[Input material — start]

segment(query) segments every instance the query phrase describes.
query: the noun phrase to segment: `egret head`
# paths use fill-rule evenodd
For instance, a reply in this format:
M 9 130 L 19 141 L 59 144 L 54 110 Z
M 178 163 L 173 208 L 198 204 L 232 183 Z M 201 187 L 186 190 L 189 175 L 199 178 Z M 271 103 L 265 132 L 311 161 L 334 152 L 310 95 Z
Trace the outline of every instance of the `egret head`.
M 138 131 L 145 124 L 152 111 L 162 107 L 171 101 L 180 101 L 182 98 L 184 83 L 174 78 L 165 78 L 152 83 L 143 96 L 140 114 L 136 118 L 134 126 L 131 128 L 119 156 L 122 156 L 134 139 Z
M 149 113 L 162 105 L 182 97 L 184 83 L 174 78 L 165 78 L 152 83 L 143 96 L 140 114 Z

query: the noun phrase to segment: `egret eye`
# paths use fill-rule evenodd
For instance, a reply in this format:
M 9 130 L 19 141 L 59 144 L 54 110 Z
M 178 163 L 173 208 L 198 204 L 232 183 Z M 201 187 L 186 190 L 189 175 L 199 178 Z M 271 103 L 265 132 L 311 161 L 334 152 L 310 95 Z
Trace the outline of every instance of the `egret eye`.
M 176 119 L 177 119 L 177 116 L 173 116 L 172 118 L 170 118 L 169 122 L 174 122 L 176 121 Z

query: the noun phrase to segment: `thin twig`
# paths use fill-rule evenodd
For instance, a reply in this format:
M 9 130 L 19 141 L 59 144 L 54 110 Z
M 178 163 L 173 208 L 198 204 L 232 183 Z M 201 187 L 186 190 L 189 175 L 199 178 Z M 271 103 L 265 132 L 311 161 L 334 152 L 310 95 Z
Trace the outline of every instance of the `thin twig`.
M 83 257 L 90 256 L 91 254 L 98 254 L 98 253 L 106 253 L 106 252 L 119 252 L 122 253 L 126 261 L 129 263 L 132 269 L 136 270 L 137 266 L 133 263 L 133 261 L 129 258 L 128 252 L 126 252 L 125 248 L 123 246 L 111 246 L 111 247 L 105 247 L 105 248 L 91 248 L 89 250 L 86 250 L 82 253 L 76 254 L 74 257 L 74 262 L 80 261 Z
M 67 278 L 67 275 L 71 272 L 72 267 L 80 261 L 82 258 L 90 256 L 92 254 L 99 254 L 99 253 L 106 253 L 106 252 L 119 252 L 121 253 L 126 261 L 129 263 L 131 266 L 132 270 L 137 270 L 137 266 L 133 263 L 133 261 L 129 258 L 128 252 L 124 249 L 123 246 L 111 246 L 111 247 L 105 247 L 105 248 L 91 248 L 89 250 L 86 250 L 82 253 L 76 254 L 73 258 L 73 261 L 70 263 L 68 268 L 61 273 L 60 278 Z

[Input material — finish]

▶ _What the task requires_
Retype all the material exactly, missing nothing.

▶ _Result of the task_
segment(query) segments every instance the query phrase describes.
query: the noun phrase to segment: `egret head`
# paths use fill-rule evenodd
For instance, a reply in this format:
M 9 130 L 19 141 L 59 144 L 54 110 Z
M 178 163 L 173 208 L 198 204 L 232 183 Z M 201 187 L 186 190 L 189 175 L 199 178 Z M 271 103 L 265 132 L 311 161 L 334 152 L 310 95 Z
Trace the outline of every instance of the `egret head`.
M 138 131 L 145 124 L 152 111 L 162 107 L 171 101 L 180 101 L 182 98 L 184 83 L 174 78 L 165 78 L 152 83 L 143 96 L 140 114 L 136 118 L 134 126 L 131 128 L 119 156 L 122 156 L 134 139 Z
M 149 113 L 162 105 L 182 97 L 184 83 L 174 78 L 165 78 L 152 83 L 143 96 L 140 114 Z

query: the noun phrase to segment: `egret eye`
# paths use fill-rule evenodd
For instance, a reply in this format:
M 9 130 L 19 141 L 59 144 L 54 110 Z
M 178 163 L 173 208 L 198 204 L 232 183 Z M 201 187 L 186 190 L 189 175 L 199 178 Z M 271 103 L 265 132 L 311 161 L 334 152 L 310 95 Z
Trace the outline of every instance of the `egret eye`.
M 176 119 L 177 119 L 177 116 L 173 116 L 172 118 L 170 118 L 169 122 L 174 122 L 176 121 Z

query: the noun phrase to segment: `thin twig`
# paths use fill-rule evenodd
For instance, a reply in this format:
M 9 130 L 19 141 L 59 144 L 54 110 Z
M 178 163 L 173 208 L 198 204 L 232 183 Z M 201 187 L 186 190 L 189 175 L 199 178 Z M 271 103 L 265 132 L 311 161 L 334 152 L 310 95 Z
Trace the outline of every instance of the `thin twig`.
M 83 257 L 90 256 L 91 254 L 98 254 L 98 253 L 106 253 L 106 252 L 119 252 L 122 253 L 126 261 L 129 263 L 132 269 L 136 270 L 137 266 L 133 263 L 133 261 L 129 258 L 128 252 L 126 252 L 125 248 L 123 246 L 111 246 L 111 247 L 105 247 L 105 248 L 91 248 L 89 250 L 86 250 L 82 253 L 76 254 L 74 257 L 74 262 L 80 261 Z
M 67 278 L 67 275 L 71 272 L 72 267 L 80 261 L 82 258 L 90 256 L 92 254 L 99 254 L 99 253 L 106 253 L 106 252 L 119 252 L 121 253 L 126 261 L 129 263 L 131 266 L 132 270 L 137 270 L 137 266 L 133 263 L 133 261 L 129 258 L 128 252 L 124 249 L 123 246 L 111 246 L 111 247 L 105 247 L 105 248 L 91 248 L 89 250 L 86 250 L 82 253 L 76 254 L 73 258 L 73 261 L 70 263 L 68 268 L 61 273 L 60 278 Z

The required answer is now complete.